## Questions on the material
1) Write out the passage on budding yeast populations word for word, starting at "THE budding yeast" and ending at "too large (1).".
2) List the ways in which individual cells of an asynchronously growing S. cerevisiae population differ, according to the passage on budding yeast populations.
3) Pick up the passage on budding yeast populations after its final sentence and carry it forward.

## Passage
* * * * * * * * *
Analysis and modeling of growing budding yeast populations at the single cell level

THE budding yeast Saccharomyces cerevisiae is widely used as a model for understanding the cell cycle progression of eukaryotic cells. This article aims to review the current literature about the structure of growing yeast populations and its modeling during cell cycle progression.

In growing populations of S. cerevisiae, the coordination between the continuous accumulation of proteins and RNA and the discontinuous events of the nuclear division cycle represents the most physiologically relevant cell cycle control. The coordination between cell growth and cell division makes it possible to maintain cell size homeostasis, thus preventing cells during balanced exponential growth from becoming too small or too large (1).

In an asynchronously growing S. cerevisiae population, individual cells differ in their position within the cell division cycle, their genealogical age (i.e., daughters, parents of different generations), their size (i.e., cells that have the same size do not necessarily share the same age or the same cell cycle position), and because of clonal variability (i.e., cells of the same age and of the same cell cycle position do not necessarily share the same size). All these variables yield the cell size distribution (i.e., the distribution of cell protein content, generally measured by flow cytometry) of the growing population. It has been shown that the protein distribution of a given population is a stable distinctive feature of each given balanced exponential growth condition, but it quickly changes when the environment is manipulated (2).

One approach to understand the structural heterogeneity of cell size distributions of growing yeast populations, and therefore to better understand the coordination mechanism between cell growth and cell division of this important eukaryotic model organism, is through the modeling of the steady-state theoretical age distribution for asymmetric division from which a cell size distribution can be derived assuming dispersion of cell size within each age class (2–9).

However, experimental developments (10–14), especially in the field of flow cytometry, allowed the determination of a number of cellular properties and their joint distributions for both the entire population and the different subpopulations as well. A new rigorous framework for modeling directly the dynamics of size distributions of structured yeast populations has been proposed, which readily extends to modeling of more complex conditions, such as transient growth (15, 16).
* * * * * * * * *
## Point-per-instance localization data

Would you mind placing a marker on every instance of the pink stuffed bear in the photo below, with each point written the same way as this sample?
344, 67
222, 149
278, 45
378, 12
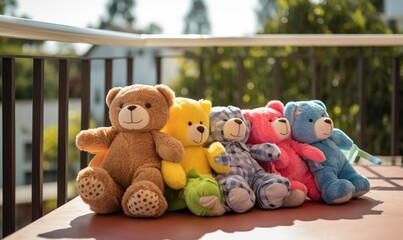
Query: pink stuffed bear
269, 125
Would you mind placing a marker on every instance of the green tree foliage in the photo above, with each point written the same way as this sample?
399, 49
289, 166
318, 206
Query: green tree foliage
336, 68
197, 21
50, 139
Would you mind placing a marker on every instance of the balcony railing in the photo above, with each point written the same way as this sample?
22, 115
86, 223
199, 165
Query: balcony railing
33, 30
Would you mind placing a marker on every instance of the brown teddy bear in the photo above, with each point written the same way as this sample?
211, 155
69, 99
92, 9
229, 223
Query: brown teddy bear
129, 176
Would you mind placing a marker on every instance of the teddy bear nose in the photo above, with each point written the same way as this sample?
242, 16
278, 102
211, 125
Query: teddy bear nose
200, 129
131, 108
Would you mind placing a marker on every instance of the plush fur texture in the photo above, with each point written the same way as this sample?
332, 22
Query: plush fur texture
191, 183
247, 184
337, 180
128, 177
269, 125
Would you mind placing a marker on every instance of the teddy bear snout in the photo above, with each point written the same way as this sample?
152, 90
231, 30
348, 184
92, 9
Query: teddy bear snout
* * * * * * * * *
## Responses for each task
1)
THE budding yeast Saccharomyces cerevisiae is widely used as a model for understanding the cell cycle progression of eukaryotic cells. This article aims to review the current literature about the structure of growing yeast populations and its modeling during cell cycle progression.

In growing populations of S. cerevisiae, the coordination between the continuous accumulation of proteins and RNA and the discontinuous events of the nuclear division cycle represents the most physiologically relevant cell cycle control. The coordination between cell growth and cell division makes it possible to maintain cell size homeostasis, thus preventing cells during balanced exponential growth from becoming too small or too large (1).

2)
- Their position within the cell division cycle
- Their genealogical age
- Their size
- Clonal variability

3)
In cells dividing by binary fission, cell division originates two cells of equal size. In the budding yeast S. cerevisiae, the cell mass at division is unequally partitioned between a bigger, old parent cell (P) and a smaller, new daughter cell (D). When a yeast cell buds, a chitin ring, called bud scar, builds up at the bud isthmus and remains on the parent cell after the bud has separated. Bud scars on intact cells can be visualized by fluorescent dyes (Calcofluor, Primulin) in fluorescence microscopy. Since each new bud starts at a new site, it is easy to determine the genealogical age of a cell (i.e., the number of cycles it has passed through) from the number of bud scars present on its surface. A cell without bud scars (a daughter cell) has not yet completed a cycle and is of genealogical age 0, while a cell with one bud scar has completed a cycle and is of genealogical age 1, and so on. As it will be described later in detail, cells need to reach a critical cell size to start budding and DNA replication. All daughters have the same critical cell size requirement, whereas for parent cells it increases with the genealogical age (1, 2, 14, 17–21). Each cell undergoing division originates two newborn cells, so that the frequency of newborn cells is twice that of cells immediately before cell division; the frequency of cells of intermediate age is between these extremes. This behavior can be described in mathematical terms by the “age density function” (1) from which it is possible to calculate the frequency of cells of any age in the population (6). Given the age density function of the population and the law of growth of the single cell, the theoretical cell size distribution can be derived, allowing computation of the expected frequency of cells of any size. It has been shown that the size distribution (cell volume distribution and distribution of the cellular protein contents) of a growing population is a stable distinctive feature of a given exponential balanced growth condition (2–5, 8, 22–24). Because of the inherent complexity of the yeast cell cycle, individual cells in an asynchronous S. cerevisiae population differ because of their position within the cell division cycle (G1, S, G2, M), their genealogical age (i.e., daughters, parents of increasing genealogical age), and the fact that cells of the same age and of the same cell cycle position do not necessarily have the same size.

The degree of asymmetry of cell division in S. cerevisiae is modulated by nutritional supply: poor media yield a high level of asymmetry with large parent cells and very small daughter cells, whereas in rich media, parent and daughter cells at division are very close in size. Since cells have to grow to a critical cell size before entering S phase and start budding, small daughter cells have longer cycle time than the corresponding parent cells, most notably in poor media. The fractions of cells of different genealogical age (i.e., age 0 for the daughter cells and age 1–4 for the parent cells) during exponential batch growth on different substrates is plotted in Figure 1 as a function of the specific growth rate of the population. It is clear that the heterogeneity of parent cells is quite significant and that one has to consider at least up to parent cells of genealogical age 4 to have a faithful representation of the parent subpopulation.

It has been previously stated that given the population age density function and knowing the fraction of budded and unbudded cells of different genealogical age, it is possible to compute the average value of the cycle time of the daughter cells [TD, Eq. (1)], the average cycle time of the parent cells [TP, Eq. (2)], and the duration of the budded phase [TB, Eq. (3)] for a given growth condition under balanced growth. Because of the asymmetrical division, the parent and the daughter cycle times satisfy Eq. (4). P_S and P_m, the critical cell size required to enter S phase and mitosis, respectively, are important population parameters and can be calculated according to Eqs. (5) and (6), their ratio h being given by Eq. (7). See Refs.2,19, and5 for derivation of Eqs. (1)–(4), (5) and (6), and (7), respectively. Using a modification of the two-dimensional DNA/protein flow cytometry procedure first described by Crissman and Steinkamp (25), the average P_s value for the population can be directly determined (23).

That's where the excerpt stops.